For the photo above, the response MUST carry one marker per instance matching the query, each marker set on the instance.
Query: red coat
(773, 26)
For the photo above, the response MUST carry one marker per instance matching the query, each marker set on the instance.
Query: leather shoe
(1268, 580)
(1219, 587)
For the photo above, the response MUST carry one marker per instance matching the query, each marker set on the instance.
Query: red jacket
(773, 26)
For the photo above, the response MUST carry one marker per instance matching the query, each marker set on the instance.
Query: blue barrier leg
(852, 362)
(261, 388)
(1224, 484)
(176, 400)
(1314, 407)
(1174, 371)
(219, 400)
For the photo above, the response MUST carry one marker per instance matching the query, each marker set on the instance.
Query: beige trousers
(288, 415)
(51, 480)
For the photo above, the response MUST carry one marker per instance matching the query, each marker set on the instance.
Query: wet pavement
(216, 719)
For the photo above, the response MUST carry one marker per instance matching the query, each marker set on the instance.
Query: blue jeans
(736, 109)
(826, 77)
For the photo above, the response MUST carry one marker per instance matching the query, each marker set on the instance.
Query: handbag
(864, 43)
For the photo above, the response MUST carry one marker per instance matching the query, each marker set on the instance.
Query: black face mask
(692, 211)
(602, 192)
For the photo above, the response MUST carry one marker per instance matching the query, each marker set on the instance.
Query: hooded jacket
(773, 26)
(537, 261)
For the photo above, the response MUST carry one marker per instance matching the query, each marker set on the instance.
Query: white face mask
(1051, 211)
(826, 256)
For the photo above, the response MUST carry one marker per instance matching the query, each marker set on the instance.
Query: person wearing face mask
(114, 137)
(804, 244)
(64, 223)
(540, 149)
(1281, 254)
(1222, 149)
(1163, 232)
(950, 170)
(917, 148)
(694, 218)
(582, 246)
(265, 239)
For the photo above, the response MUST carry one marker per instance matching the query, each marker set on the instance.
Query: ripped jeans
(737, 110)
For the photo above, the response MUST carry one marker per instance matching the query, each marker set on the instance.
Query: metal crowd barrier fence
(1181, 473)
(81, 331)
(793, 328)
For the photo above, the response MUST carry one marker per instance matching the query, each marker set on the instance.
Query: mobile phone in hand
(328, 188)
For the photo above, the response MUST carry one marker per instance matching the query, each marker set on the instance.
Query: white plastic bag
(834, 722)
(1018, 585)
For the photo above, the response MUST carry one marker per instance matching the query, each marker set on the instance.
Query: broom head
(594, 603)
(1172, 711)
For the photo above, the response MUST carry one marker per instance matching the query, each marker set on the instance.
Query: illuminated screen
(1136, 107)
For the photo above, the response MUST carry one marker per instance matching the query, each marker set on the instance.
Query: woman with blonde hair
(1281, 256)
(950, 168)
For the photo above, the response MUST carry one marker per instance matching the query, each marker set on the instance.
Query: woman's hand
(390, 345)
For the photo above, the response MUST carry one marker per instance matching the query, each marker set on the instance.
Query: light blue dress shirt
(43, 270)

BRIEF
Each record above has to be set down again, exactly and completely.

SOLUTION FOR THIS PROBLEM
For the photo above, the response MUST carry one marker per instance matching the query, each marker set on the instance.
Query: red coat
(773, 26)
For the photo above, the response MUST carry one marker per instance matching the query, each marker set on the instance.
Query: leather shoe
(1268, 580)
(1219, 587)
For the photo above, the response MUST carry one marker per instance matching the query, each marker set on the instance.
Query: red jacket
(773, 26)
For the photo above, the response MUST carry one marker per instance matching the query, each marker set on the instance.
Query: blue barrier leg
(852, 362)
(261, 388)
(1224, 484)
(176, 400)
(1314, 407)
(1174, 371)
(219, 400)
For the photo above, the response MUST carry one marker per instance matching the query, each marker set on the instance.
Query: beige trousers
(288, 415)
(51, 480)
For the photo above, the response MUST carry one marker per instance matching the query, each marker set on the instance.
Query: wet pavement
(216, 719)
For the photo above, the response MUST carry one marker per instance matching the query, each marker set on the instance.
Query: blue jeans
(736, 109)
(826, 77)
For the photo above, the response MUST carry one marker per instance matching the query, each marker set on the instance.
Query: handbag
(864, 43)
For the photo above, the response MUST carry one marker per instance matching the query, each marker set on the instance.
Query: black face mask
(692, 211)
(602, 192)
For the photo above, the response MUST carry one marker per instance matching the query, each marker set on the instance.
Query: hooded jacket
(773, 26)
(537, 261)
For the photo above, the response MUST carry one marker per instance matching the query, each marker set on the instance.
Query: white face mask
(1051, 211)
(826, 256)
For the photo above, the response MUST carry one marker per instance matching the query, each marker set on the instance.
Query: person wearing face mask
(114, 137)
(804, 244)
(64, 223)
(540, 149)
(1281, 254)
(1222, 149)
(1163, 232)
(950, 170)
(917, 148)
(694, 218)
(582, 246)
(265, 239)
For the photo above, the response MUST carry one marker per instance matching the query, each marker set on the instance.
Query: ripped jeans
(737, 110)
For the photo above, the response MUST carry one marker per instance matching the query, each marker set on the instance.
Query: metal crowd barrier fence
(1181, 473)
(81, 331)
(793, 328)
For the photo above, the response MUST carry one marker per instance matching the query, each marker set on the instance.
Query: mobile phone in hand
(328, 188)
For the photo above, the response MUST carry one marker per instance matching the query, each marker set on the instance.
Query: white plastic bag
(834, 722)
(1018, 585)
For the photo above, the response MUST carry one marker per instance matching the query, each marker set on the instance.
Query: broom head
(594, 603)
(1172, 711)
For the photo above, the response MUST carry one marker per instance matching the query, each marker set on the instance.
Query: illuminated screen
(1136, 107)
For the photo above, the response MUST carry one marker per instance matching the query, each marker set on the instance.
Query: woman with blonde hair
(1281, 256)
(950, 168)
For the photo above, the response MUST carry one marker per instance matching the query, each marker set on the instance.
Query: woman's hand
(390, 345)
For the photo above, the response MUST carry one marker per instance matching the query, each marker set on the instance.
Query: light blue dress shirt
(43, 270)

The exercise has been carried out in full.